Records for processing:

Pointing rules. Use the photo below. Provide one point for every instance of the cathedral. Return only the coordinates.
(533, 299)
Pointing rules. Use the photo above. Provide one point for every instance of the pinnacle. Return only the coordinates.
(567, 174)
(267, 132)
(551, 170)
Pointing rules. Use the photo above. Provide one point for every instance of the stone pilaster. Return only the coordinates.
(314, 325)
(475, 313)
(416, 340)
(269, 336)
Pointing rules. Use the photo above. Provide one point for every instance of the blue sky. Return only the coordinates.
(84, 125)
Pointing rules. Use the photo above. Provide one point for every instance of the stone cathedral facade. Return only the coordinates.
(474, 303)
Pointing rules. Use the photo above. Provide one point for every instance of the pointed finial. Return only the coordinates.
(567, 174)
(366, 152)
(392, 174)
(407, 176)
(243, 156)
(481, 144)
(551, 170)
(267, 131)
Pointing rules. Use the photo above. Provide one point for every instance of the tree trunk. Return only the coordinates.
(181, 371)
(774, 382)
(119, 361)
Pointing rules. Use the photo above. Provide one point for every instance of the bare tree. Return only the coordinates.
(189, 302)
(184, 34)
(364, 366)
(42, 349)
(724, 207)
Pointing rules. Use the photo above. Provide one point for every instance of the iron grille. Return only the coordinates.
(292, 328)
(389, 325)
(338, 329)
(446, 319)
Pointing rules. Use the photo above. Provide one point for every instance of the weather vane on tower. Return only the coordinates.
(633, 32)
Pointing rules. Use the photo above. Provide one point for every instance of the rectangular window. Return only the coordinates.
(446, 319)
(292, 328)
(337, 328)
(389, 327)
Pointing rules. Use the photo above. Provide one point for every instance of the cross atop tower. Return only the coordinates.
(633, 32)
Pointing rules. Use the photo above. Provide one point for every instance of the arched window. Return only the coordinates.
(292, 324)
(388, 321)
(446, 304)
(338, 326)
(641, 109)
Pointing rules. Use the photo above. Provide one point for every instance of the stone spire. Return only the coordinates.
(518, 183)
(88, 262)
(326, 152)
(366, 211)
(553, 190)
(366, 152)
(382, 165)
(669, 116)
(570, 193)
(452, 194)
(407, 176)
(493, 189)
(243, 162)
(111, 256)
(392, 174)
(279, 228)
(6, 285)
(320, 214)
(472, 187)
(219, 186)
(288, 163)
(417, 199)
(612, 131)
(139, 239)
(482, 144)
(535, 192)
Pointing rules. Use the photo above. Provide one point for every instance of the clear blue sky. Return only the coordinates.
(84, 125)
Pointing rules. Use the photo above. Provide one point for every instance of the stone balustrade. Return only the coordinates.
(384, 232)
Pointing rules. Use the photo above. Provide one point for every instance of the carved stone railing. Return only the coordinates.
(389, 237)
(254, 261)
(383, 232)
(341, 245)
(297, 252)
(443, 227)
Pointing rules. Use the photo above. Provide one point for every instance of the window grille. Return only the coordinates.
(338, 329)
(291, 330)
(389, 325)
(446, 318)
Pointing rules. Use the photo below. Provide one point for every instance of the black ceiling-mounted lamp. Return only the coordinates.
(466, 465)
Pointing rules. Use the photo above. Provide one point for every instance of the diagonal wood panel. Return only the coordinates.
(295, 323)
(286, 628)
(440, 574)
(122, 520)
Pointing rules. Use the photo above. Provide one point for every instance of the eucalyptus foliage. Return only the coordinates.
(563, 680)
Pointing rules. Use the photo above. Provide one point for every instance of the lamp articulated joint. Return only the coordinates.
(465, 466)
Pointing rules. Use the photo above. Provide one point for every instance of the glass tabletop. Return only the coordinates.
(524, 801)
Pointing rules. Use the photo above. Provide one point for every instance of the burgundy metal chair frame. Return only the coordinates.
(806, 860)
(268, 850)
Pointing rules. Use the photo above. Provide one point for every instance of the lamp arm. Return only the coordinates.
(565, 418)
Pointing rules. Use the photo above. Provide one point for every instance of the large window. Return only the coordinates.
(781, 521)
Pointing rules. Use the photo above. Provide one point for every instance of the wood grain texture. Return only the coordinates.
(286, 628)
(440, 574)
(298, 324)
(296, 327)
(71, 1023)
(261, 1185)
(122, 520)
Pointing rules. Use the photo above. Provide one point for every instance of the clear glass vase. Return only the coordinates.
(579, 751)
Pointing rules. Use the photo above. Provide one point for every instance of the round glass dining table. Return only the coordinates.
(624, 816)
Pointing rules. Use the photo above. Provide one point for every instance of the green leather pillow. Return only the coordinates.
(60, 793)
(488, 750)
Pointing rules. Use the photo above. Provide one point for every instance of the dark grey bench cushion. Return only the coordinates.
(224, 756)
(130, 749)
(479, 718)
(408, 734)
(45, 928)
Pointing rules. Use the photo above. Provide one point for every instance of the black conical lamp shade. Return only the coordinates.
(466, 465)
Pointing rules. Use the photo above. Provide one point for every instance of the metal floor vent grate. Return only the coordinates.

Problem requirements: Transcribe all the material, keeping each word as it is.

Result for this exercise:
Pointing rules. Use the photo below. Provide one point for every instance of the cathedral. Return only the coordinates.
(533, 299)
Pointing rules. Use the photo above. Provide one point for every instance of the pinnacle. Return only the coordinates.
(567, 174)
(267, 132)
(551, 170)
Pointing rules. Use the photo above. Provide one point for every instance of the stone pilaster. Return only the coordinates.
(314, 325)
(475, 313)
(416, 340)
(269, 336)
Pointing rules. Use the photo above. Provide one point for every instance of the blue sky. Return only the coordinates.
(84, 125)
Pointing rules. Use the photo above. Provide one point for every instance of the stone cathedral facade. Return only the coordinates.
(474, 303)
Pointing rules. Use the photo above. Provide one point for every instance of the pointed finial. Return only the coordinates.
(567, 174)
(366, 152)
(392, 174)
(407, 176)
(243, 156)
(481, 144)
(551, 170)
(267, 131)
Pointing rules. Use the photo above. Provide one point for every instance of the tree trunk. Return only the coordinates.
(181, 371)
(774, 382)
(119, 361)
Pointing rules. Use the photo above. Provide one point for every instance of the bare tree. Return only the coordinates.
(189, 302)
(184, 34)
(364, 366)
(42, 349)
(724, 207)
Pointing rules. Use the photo above. Provide one point for every instance of the iron grille. Return only the coordinates.
(292, 328)
(389, 325)
(338, 329)
(446, 319)
Pointing rules. Use the photo above. Provide one point for every instance of the weather vane on tower. Return only the coordinates.
(633, 32)
Pointing rules. Use the photo above. Provide one point for every instance of the rectangular window. Return only the coordinates.
(446, 319)
(292, 328)
(337, 328)
(389, 327)
Pointing rules. Use the photo above. Provide one point for every instance of the cross atop tower. Return only the coordinates.
(633, 32)
Pointing rules. Use the photo above. Provide one point for every instance of the arched window. Return only the coordinates.
(292, 324)
(388, 321)
(446, 304)
(338, 326)
(641, 109)
Pointing rules. Use the photo above. Provide one point for every instance of the stone spire. Return only the coordinates.
(518, 183)
(88, 262)
(326, 152)
(366, 211)
(553, 190)
(366, 152)
(382, 165)
(669, 116)
(570, 193)
(452, 194)
(407, 176)
(493, 189)
(243, 162)
(111, 256)
(392, 174)
(279, 228)
(6, 285)
(320, 214)
(472, 187)
(219, 186)
(288, 163)
(417, 199)
(612, 131)
(139, 239)
(482, 144)
(535, 192)
Pointing rules. Use the photo above. Provide one point for every instance of the clear blue sky. Return only the coordinates.
(84, 125)
Pointing rules. Use the photo above. Provide one point for every instance of the stone balustrade. Return only the coordinates.
(384, 232)
Pointing rules. Use the photo above. Provide one point for every instance of the carved stone railing. Return only the coordinates.
(389, 237)
(254, 261)
(383, 232)
(341, 245)
(297, 252)
(443, 227)
Pointing rules. Use the photo above. Provide one point for every instance of the window grille. Return only the coordinates.
(338, 329)
(291, 330)
(389, 325)
(446, 318)
Pointing rules. Use the photo below. Provide one point for every instance of the black ceiling-mounted lamp. Return only the coordinates.
(466, 465)
Pointing rules. Use the photo above. Provide one point for every instance of the diagonal wood panel. Return only the coordinates.
(295, 323)
(286, 628)
(440, 574)
(122, 520)
Pointing rules. Use the photo above. Provide one point for every instance of the eucalyptus foliage. Return only the coordinates.
(563, 680)
Pointing rules. Use the photo above. Provide one point for every instance of the lamp articulated joint. Return only the coordinates.
(465, 466)
Pointing rules. Use the photo above. Provide one point for every instance of the glass tabletop. Return only the coordinates.
(524, 801)
Pointing rules. Use the photo above. Provide one point for every instance of the burgundy metal chair frame. Return only the coordinates.
(806, 860)
(268, 850)
Pointing rules. Use the photo above. Provide one point for every instance of the lamp arm. Return only the coordinates.
(565, 418)
Pointing rules. Use the photo above. Provide one point for every instance of the large window. Return only the coordinates.
(781, 521)
Pointing rules. Use the photo above. Provide one point for every instance of the wood grain texture. Return only the coordinates.
(286, 628)
(440, 574)
(298, 324)
(296, 327)
(71, 1023)
(261, 1185)
(122, 520)
Pointing rules. Use the photo above. Provide one point for every instance of the clear glass vase. Return only the coordinates.
(579, 751)
Pointing rules. Use the photo above. Provide one point for every instance of the round glass dining table. Return only the coordinates.
(624, 816)
Pointing rules. Use the photo above. Provide one point for every instance of the green leather pillow. Return only the coordinates.
(60, 793)
(488, 750)
Pointing rules. Use the photo above. Provide one point for every instance of the dark grey bench cushion. Return only the coordinates.
(224, 756)
(130, 749)
(479, 718)
(408, 734)
(45, 928)
Pointing rules. Use the photo above. Provide one point for every instance of the black conical lamp shade. Return only the coordinates.
(466, 465)
Pointing rules. Use the photo above. Provide one point for every instance of the metal floor vent grate. Return only the coordinates.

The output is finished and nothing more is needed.